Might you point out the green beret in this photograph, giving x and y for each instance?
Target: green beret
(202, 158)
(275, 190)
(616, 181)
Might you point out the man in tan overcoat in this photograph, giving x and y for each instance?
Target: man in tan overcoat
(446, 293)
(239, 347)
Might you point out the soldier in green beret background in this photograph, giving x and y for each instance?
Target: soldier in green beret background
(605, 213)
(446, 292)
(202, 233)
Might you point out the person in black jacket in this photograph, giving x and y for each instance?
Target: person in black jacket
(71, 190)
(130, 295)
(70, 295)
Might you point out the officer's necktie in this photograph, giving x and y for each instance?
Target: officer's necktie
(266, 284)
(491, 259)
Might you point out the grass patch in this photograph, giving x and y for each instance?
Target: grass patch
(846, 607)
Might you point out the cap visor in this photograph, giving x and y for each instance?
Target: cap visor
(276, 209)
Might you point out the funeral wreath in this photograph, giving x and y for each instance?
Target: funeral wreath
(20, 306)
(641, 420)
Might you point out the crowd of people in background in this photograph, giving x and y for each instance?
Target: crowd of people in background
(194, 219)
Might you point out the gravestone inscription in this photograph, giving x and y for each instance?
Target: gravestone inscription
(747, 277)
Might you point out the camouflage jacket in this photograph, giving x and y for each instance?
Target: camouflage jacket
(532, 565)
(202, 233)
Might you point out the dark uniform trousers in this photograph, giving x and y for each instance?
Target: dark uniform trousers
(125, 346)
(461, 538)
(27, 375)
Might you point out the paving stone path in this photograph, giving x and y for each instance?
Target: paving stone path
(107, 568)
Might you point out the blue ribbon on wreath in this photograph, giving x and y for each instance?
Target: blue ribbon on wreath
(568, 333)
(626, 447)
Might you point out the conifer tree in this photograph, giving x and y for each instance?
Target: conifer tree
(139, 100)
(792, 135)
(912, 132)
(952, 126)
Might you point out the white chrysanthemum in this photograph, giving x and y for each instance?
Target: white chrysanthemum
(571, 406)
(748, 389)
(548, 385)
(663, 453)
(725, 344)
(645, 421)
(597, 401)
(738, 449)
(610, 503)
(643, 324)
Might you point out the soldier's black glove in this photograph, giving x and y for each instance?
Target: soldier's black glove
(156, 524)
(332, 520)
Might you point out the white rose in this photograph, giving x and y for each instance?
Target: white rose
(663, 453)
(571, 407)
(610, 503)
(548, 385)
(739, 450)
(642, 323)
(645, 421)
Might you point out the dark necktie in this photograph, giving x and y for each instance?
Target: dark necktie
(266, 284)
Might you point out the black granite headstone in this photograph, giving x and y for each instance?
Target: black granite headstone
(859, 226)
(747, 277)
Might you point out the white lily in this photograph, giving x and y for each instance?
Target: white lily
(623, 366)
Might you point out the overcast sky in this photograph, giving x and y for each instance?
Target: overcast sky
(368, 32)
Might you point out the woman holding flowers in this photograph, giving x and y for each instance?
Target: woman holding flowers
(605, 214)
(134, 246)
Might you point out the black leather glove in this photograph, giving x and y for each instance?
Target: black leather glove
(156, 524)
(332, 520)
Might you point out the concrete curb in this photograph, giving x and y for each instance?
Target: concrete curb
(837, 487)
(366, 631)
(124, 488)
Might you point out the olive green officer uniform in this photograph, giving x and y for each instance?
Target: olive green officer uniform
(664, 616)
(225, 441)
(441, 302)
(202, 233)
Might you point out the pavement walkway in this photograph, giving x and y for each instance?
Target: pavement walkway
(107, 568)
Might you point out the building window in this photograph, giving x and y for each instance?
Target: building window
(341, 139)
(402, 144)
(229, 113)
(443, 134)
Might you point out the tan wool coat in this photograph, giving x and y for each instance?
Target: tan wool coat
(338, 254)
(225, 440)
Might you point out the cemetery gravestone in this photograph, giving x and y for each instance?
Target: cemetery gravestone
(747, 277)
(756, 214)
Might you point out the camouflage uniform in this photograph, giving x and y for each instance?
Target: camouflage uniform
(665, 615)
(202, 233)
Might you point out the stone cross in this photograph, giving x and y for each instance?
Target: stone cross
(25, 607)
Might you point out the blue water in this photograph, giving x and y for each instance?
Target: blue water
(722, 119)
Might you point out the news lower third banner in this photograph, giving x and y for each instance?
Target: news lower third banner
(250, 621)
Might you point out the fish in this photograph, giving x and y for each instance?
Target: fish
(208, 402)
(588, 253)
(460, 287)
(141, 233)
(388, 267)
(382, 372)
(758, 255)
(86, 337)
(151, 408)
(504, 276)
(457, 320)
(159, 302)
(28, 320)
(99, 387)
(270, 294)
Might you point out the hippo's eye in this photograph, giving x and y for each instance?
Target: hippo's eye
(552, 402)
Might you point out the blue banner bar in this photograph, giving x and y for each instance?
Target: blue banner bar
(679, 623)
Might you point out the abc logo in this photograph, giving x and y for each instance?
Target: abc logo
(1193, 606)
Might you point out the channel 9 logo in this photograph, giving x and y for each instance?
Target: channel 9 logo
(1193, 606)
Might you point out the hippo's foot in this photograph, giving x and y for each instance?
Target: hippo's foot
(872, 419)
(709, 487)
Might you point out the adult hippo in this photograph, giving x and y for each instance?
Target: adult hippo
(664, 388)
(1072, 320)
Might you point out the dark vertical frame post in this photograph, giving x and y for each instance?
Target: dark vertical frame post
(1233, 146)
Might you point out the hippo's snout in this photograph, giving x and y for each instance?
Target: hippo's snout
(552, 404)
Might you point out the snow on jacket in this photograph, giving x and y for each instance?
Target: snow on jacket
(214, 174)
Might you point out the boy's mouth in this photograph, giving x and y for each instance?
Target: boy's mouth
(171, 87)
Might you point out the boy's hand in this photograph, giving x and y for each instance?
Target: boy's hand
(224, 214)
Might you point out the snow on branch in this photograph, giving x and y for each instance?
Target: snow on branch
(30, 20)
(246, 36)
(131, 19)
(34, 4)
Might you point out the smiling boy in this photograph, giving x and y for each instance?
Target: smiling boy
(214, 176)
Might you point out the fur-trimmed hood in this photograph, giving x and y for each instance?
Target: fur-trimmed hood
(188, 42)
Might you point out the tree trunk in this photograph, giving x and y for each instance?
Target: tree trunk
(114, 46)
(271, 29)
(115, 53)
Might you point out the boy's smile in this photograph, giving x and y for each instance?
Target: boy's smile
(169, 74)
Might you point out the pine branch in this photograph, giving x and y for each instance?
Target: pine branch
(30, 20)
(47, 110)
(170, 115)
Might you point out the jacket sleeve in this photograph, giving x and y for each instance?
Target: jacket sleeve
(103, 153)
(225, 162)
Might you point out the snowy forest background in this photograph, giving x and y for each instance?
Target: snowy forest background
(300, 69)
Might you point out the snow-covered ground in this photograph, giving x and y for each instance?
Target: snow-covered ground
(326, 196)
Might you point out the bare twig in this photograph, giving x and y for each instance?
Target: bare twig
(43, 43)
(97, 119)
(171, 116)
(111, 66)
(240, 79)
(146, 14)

▬▬▬

YOUR TASK
Set down the material above again, word for word.

CORRECT ANSWER
Might you point out the green beret in this photograph, giving x and y for each instance?
Target: green beret
(202, 158)
(275, 190)
(616, 181)
Might you point out the man in tan overcoat in this photograph, giving x and y for each instance?
Target: man in tan overcoat
(446, 293)
(239, 347)
Might you point out the soldier in green beret background in this photograph, giving x and y for each instance?
Target: soldier in green beret background
(605, 213)
(446, 292)
(202, 233)
Might you point out the person in black jacket in this photograph, giving x and y for each instance?
Target: person in black jacket
(71, 190)
(130, 295)
(70, 295)
Might you point out the officer's necktie in this photograph, giving x and y for each instance?
Target: officer's necktie
(266, 284)
(491, 259)
Might you point out the grass patch in this photograph, giving x and y for each instance?
Target: grass patch
(846, 607)
Might you point out the cap visor in this photograph, giving x and y for each instance?
Target: cap visor
(276, 209)
Might you point out the funeral wreath in this photograph, giving x and y for each instance?
Target: funeral wreath
(20, 306)
(641, 420)
Might you point out the crowd of people in background in this photograph, giving x and y for each instance?
Target: crowd of people in background
(194, 219)
Might you point out the gravestone inscription in this photograph, giving x and y for each instance?
Target: gravestone inscription
(747, 277)
Might you point out the camouflage jacket in this photograph, giving x and y for each instance?
Target: camouflage jacket
(532, 565)
(202, 233)
Might you point out the dark uniform trousers in this photograph, giving x and y for each instance?
Target: dark uniform trousers
(125, 346)
(461, 538)
(27, 375)
Might you point out the paving stone path in this photograph, giving x and y for each instance?
Target: paving stone path
(107, 568)
Might you point out the blue ribbon on wreath in this photograph, giving x and y for each instance?
Target: blue ribbon on wreath
(568, 333)
(626, 447)
Might you point out the conifer tree in this photograph, giving x and y for each instance?
Target: conifer tree
(139, 100)
(792, 135)
(912, 132)
(952, 126)
Might you point out the white chrysanthemum in this photograph, giving x and y for each instance?
Target: white chrysanthemum
(571, 406)
(748, 389)
(548, 385)
(663, 453)
(725, 344)
(645, 421)
(597, 401)
(738, 449)
(610, 503)
(643, 324)
Might you point out the soldier's black glove in this photograph, giving x and y for each instance?
Target: soldier's black glove
(156, 524)
(332, 520)
Might you point out the white rose in this photograph, giving x and y for each instance?
Target: white rose
(663, 453)
(571, 407)
(610, 503)
(548, 385)
(739, 450)
(642, 323)
(645, 421)
Might you point out the dark necktie in this photograph, giving x and y for each instance?
Target: dark necktie
(266, 284)
Might you point out the black granite headstone in this photograph, giving x and y for each instance?
Target: black granite headstone
(859, 226)
(747, 277)
Might you point out the white lily in this photograph, giving x and y for each instance?
Target: white lily
(623, 366)
Might you point out the overcast sky in this photograph, giving x and y for each instance?
Target: overcast sky
(368, 32)
Might you point out the woman holding flowers in this photograph, giving x and y for each instance?
Target: woman holding flowers
(605, 214)
(134, 246)
Might you point out the black leather glove in this photograph, giving x and y for each instance?
Target: black leather glove
(156, 524)
(332, 520)
Might you point out the concrete curb in this photograph, giving x and y for each instance?
Target: concrete curb
(837, 487)
(366, 631)
(124, 488)
Might you point out the olive green officer uniform in this photograph, giving x and y for each instance?
Target: olive green officer uniform
(664, 616)
(225, 441)
(441, 302)
(202, 233)
Might you point out the pavement walkway in this photograph, giving x and y for each instance?
Target: pavement walkway
(107, 568)
Might you point out the building window in this photograph, giving x and y for each instance?
Target: building window
(341, 139)
(402, 144)
(229, 113)
(443, 134)
Might you point out the tan wool coat in this photograph, giving x and y for each instance?
Target: tan wool coat
(338, 254)
(225, 440)
Might you point out the cemetery gravestone in this photograph, giving x and y for each instance?
Target: cemetery gravestone
(747, 277)
(756, 214)
Might you point out the camouflage uniform in this photograph, giving x and y for each instance?
Target: camouflage uniform
(665, 615)
(202, 233)
Might you point out the stone cross in this photograph, giving x and y for each instance?
Target: stone cross
(25, 607)
Might you point out the blue water in this photograph, giving x and y for each instance?
Target: blue water
(722, 119)
Might you point out the news lower third banner in this photograph, giving x and y for each instance?
Target: news lower third banner
(250, 621)
Might you point out the fish in this photograph, giving x and y for each instance?
Target: fish
(208, 402)
(588, 253)
(460, 287)
(141, 233)
(388, 267)
(382, 372)
(758, 255)
(86, 337)
(151, 408)
(504, 276)
(457, 320)
(159, 302)
(28, 320)
(99, 387)
(270, 294)
Might you point out the hippo's eye in this photograph, giving x and y for each instance?
Target: hippo's eye
(552, 402)
Might you point out the blue banner bar in this photograph, giving x and y for each instance?
Target: blue banner bar
(679, 623)
Might you point out the abc logo in this photograph, giving x and y for each instance?
Target: abc logo
(1193, 606)
Might you point out the channel 9 logo in this photograph, giving x and y for each instance?
Target: channel 9 logo
(1193, 606)
Might you point out the hippo's foot in this photograph, giving x and y for each instance?
Target: hippo's foot
(872, 419)
(709, 487)
Might you point out the adult hippo in this photograph, giving x and y for each instance?
Target: adult hippo
(664, 388)
(1072, 320)
Might you point out the dark vertical frame post in this photograph, giving x and y for each instance?
Target: dark vertical frame post
(1233, 146)
Might you point out the hippo's snout in this photograph, giving x and y for each instance?
Target: hippo's snout
(552, 404)
Might you point out the snow on jacket in this photograph, giving x and y for each instance?
Target: snow on jacket
(214, 174)
Might you point out the boy's mouth in this photograph, giving x and y for each instance?
Target: boy's mouth
(171, 87)
Might you point out the boy's hand in this photograph, giving x and y for each instance?
Target: boy's hand
(224, 214)
Might you point out the snow on branch in this photograph, giving x and y for each instance?
Target: snow on branch
(30, 20)
(246, 36)
(131, 19)
(34, 4)
Might you point out the smiling boy in this photograph, giving x and y for each instance?
Target: smiling boy
(214, 176)
Might you point out the fur-trimmed hood in this photograph, giving x and y for each instance?
Target: fur-trimmed hood
(188, 42)
Might you point out the tree trunk in this photograph, giving x and y for each instance?
Target: tree trunk
(114, 46)
(271, 29)
(115, 53)
Might you point out the boy's smile in this photograph, giving x and y for each instance?
Target: boy's smile
(169, 74)
Might you point out the pine branch in this photograph, giving x and y for each instance?
Target: pine branch
(30, 20)
(47, 110)
(170, 115)
Might you point out the jacket sleeve in this photograph, giving x and y for each instance?
Target: jacket sleeve
(103, 153)
(225, 162)
Might you point out the snowy forest background in this photograph, giving x and y for each instance?
Target: snowy forest background
(300, 69)
Might you point out the snow-covered ground in this photograph, giving x and y for each instance?
Target: snow-covered ground
(326, 196)
Might you point out the bare twig in this photograph, giving x and y for each instance?
Target: bare twig
(43, 43)
(97, 119)
(171, 116)
(111, 66)
(240, 79)
(146, 14)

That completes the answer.